■ **YOUR OBJECTIVE**: An exact copy of every record is needed.

■ **DATASET CONTENT**:
▼▼▼

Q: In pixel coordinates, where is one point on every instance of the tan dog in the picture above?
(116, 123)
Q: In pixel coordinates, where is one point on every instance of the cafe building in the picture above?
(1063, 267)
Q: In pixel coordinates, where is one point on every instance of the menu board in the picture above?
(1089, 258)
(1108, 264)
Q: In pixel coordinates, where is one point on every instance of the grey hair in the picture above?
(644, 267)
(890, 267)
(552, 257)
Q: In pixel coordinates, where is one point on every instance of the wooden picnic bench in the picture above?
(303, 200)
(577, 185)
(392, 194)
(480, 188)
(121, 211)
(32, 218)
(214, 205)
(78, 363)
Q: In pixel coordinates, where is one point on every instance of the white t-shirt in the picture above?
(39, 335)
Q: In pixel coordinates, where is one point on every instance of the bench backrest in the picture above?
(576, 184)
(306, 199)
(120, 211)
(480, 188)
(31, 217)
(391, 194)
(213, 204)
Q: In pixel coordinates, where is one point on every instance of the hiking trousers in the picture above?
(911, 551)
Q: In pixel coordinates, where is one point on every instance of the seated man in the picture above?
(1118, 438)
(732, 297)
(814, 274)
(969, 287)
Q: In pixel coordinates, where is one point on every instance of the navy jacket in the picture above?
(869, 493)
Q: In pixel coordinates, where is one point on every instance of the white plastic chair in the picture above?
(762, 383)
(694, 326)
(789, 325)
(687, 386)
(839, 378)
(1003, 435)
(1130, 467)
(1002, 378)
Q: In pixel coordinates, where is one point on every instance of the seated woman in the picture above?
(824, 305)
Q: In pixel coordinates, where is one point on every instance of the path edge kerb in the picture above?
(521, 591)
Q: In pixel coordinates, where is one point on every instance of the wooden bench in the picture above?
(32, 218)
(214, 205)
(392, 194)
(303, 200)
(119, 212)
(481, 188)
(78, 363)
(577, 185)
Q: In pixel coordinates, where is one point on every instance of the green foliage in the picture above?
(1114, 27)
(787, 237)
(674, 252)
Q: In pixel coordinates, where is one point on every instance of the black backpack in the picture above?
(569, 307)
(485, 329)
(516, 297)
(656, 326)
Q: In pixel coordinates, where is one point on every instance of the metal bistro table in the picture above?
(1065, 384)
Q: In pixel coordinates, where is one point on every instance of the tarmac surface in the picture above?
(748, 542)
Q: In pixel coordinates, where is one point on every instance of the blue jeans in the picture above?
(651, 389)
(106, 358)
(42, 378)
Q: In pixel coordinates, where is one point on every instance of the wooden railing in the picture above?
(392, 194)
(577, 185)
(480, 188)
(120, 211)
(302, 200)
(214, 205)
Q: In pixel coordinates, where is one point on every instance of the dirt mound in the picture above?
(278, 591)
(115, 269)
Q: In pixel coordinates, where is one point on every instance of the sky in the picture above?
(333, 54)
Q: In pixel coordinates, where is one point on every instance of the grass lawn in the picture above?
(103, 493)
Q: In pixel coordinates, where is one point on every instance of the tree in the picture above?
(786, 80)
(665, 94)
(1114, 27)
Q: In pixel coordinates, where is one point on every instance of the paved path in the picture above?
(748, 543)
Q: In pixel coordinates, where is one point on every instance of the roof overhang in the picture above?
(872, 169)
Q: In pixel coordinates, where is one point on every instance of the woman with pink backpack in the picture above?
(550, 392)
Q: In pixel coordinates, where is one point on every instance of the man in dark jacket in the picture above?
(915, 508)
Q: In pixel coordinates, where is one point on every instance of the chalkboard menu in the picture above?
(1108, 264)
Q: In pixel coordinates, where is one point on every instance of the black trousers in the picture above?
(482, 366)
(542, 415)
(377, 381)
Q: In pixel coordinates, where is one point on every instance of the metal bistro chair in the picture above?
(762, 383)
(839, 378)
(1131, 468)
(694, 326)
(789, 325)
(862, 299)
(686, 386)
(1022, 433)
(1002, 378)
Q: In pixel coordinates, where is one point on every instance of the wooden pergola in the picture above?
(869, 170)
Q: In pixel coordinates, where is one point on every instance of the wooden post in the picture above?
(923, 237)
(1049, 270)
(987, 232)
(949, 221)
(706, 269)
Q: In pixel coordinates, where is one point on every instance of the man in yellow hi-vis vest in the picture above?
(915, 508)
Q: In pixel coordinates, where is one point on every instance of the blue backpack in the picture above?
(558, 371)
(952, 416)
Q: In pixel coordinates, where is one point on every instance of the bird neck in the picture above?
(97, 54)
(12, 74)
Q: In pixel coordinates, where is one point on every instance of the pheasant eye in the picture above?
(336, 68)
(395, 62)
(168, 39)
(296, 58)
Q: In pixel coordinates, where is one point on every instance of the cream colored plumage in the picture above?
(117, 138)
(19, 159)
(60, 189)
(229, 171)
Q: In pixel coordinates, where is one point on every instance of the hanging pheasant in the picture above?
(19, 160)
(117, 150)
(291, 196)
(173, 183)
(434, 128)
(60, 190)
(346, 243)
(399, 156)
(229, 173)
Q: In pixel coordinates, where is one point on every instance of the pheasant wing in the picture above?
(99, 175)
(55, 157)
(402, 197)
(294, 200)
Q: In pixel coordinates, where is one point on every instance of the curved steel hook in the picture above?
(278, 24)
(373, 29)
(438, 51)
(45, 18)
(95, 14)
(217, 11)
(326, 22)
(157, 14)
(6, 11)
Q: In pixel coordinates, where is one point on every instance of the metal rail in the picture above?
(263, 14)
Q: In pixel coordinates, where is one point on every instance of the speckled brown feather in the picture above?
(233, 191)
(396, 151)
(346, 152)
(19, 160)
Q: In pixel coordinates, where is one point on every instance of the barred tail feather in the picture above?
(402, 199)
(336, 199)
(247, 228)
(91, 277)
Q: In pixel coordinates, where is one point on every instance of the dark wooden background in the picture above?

▲▲▲

■ **ANSWER BELOW**:
Q: In pixel coordinates, where is one point on every instance of the tan dog in the picture above?
(116, 123)
Q: In pixel coordinates, where is one point on every instance of the cafe building in the picture above?
(1063, 267)
Q: In pixel coordinates, where is one point on every instance of the menu board in the picture above?
(1089, 258)
(1108, 264)
Q: In pixel coordinates, where is one point on every instance of the grey hair in the picture above?
(644, 267)
(890, 267)
(552, 257)
Q: In pixel coordinates, where is one point on every instance of the wooden picnic bench in the picture above?
(303, 200)
(577, 185)
(392, 194)
(480, 188)
(121, 211)
(32, 218)
(214, 205)
(78, 363)
Q: In pixel coordinates, where is one point on every instance of the white t-shirt in the picture above?
(39, 335)
Q: In pixel coordinates, where is one point on every instance of the bench backrest in the picture above?
(576, 184)
(306, 199)
(120, 211)
(480, 188)
(31, 217)
(391, 194)
(213, 204)
Q: In pixel coordinates, where is one point on every instance of the hiking trousers in the picture above?
(911, 551)
Q: In pixel coordinates, where is one point on every instance of the seated man in the picture above?
(1118, 438)
(732, 297)
(814, 274)
(969, 287)
Q: In pixel coordinates, where is one point on every instance of the navy jacket in the picture above?
(869, 493)
Q: In pixel coordinates, where is one point on every instance of the white plastic chair in the picture above?
(762, 383)
(694, 326)
(789, 325)
(687, 386)
(839, 378)
(1003, 435)
(1130, 467)
(1002, 378)
Q: In pixel coordinates, where is one point on every instance of the seated woman in the picture above?
(824, 305)
Q: In pixel coordinates, where is one point on every instance of the path edge kerb in the picture above?
(521, 591)
Q: In pixel coordinates, where is one point on every instance of the wooden bench in the picture above?
(32, 218)
(214, 205)
(392, 194)
(303, 200)
(119, 212)
(481, 188)
(78, 363)
(577, 185)
Q: In pixel coordinates, where is one point on every instance of the green foliage in the picture above?
(1114, 27)
(787, 237)
(674, 252)
Q: In pixel coordinates, where is one point on every instance of the black backpack in the picture above?
(569, 307)
(485, 329)
(516, 297)
(656, 326)
Q: In pixel coordinates, where is one point on every instance of the metal bistro table in the picture above?
(1065, 384)
Q: In pixel coordinates, where is one point on every instance of the tarmac surface in the picture above?
(748, 542)
Q: In pixel coordinates, where is one point on every instance of the blue jeans in the picture above?
(651, 389)
(106, 358)
(42, 378)
Q: In pixel coordinates, where is one point on every instance of the wooden railing in the picture above?
(392, 194)
(577, 185)
(480, 188)
(120, 211)
(302, 200)
(214, 205)
Q: In pixel coordinates, where is one point on every instance of the dirt mound in the picture above?
(278, 591)
(115, 269)
Q: In pixel coordinates, where is one point on every instance of the sky in the picture above?
(333, 54)
Q: In pixel coordinates, where is one point on every instance of the grass lawn in the picture above?
(103, 493)
Q: In pixel coordinates, where is one point on every instance of the tree in the picture above?
(786, 80)
(665, 94)
(1114, 27)
Q: In pixel coordinates, where is one point on every instance of the paved path in the picture above?
(748, 543)
Q: In pixel coordinates, where is one point on every instance of the roof overhang in the picture above?
(872, 169)
Q: In pixel coordinates, where is one point on every instance of the woman with pink backpack in the picture above?
(550, 392)
Q: In pixel coordinates, where is one point on every instance of the man in dark jacket in the picture above?
(915, 508)
Q: In pixel coordinates, where is one point on every instance of the chalkboard menu in the picture above?
(1108, 264)
Q: In pixel coordinates, where is one point on every instance of the black trousers in the picture above?
(482, 366)
(542, 415)
(377, 381)
Q: In pixel coordinates, where is one point on every instance of the metal bistro chair in the picture above?
(762, 383)
(839, 378)
(1131, 468)
(694, 326)
(789, 325)
(862, 299)
(686, 386)
(1022, 433)
(1002, 378)
Q: In pixel coordinates, where is one point on every instance of the wooden pergola in the picture above?
(869, 170)
Q: In pixel coordinates, where is one point on every instance of the wooden post in the picture above?
(923, 237)
(1049, 270)
(987, 232)
(949, 221)
(706, 269)
Q: In pixel coordinates, where is one point on every instance of the man in yellow hi-vis vest in the picture above?
(915, 508)
Q: In pixel coordinates, where is one point on every instance of the blue backpack in the picture above?
(558, 371)
(952, 416)
Q: In pixel coordinates, where is one point on every instance of the bird neck in the picture above?
(97, 54)
(12, 74)
Q: In pixel coordinates, where is one point on every instance of the pheasant eye in the picture above?
(336, 68)
(395, 62)
(168, 39)
(296, 58)
Q: In pixel coordinates, where is one point on every instance of the cream colored plumage in the picture above?
(117, 138)
(19, 159)
(60, 189)
(229, 171)
Q: In pixel coordinates, where is one point on every instance of the hanging pheasant in the picture above?
(19, 160)
(117, 150)
(291, 196)
(173, 183)
(434, 128)
(60, 190)
(346, 243)
(399, 156)
(229, 173)
Q: In pixel coordinates, where is one point on every instance of the pheasant wing in the picture above?
(99, 175)
(55, 157)
(402, 197)
(294, 200)
Q: In pixel coordinates, where is one point on every instance of the curved steel hook in the picture above?
(278, 24)
(373, 29)
(438, 51)
(45, 18)
(95, 14)
(217, 11)
(326, 22)
(157, 14)
(6, 11)
Q: In pixel coordinates, where is one point on every instance of the metal rail in the picture above?
(263, 14)
Q: In pixel coordinates, where is one point on every instance of the speckled brown feather in the picture above?
(233, 191)
(396, 151)
(346, 152)
(19, 160)
Q: In pixel coordinates, where is one point on every instance of the barred tail feather in the picture above?
(402, 199)
(336, 199)
(247, 228)
(91, 277)
Q: In pixel coordinates, where is one point on every instance of the dark wooden background in the picture above?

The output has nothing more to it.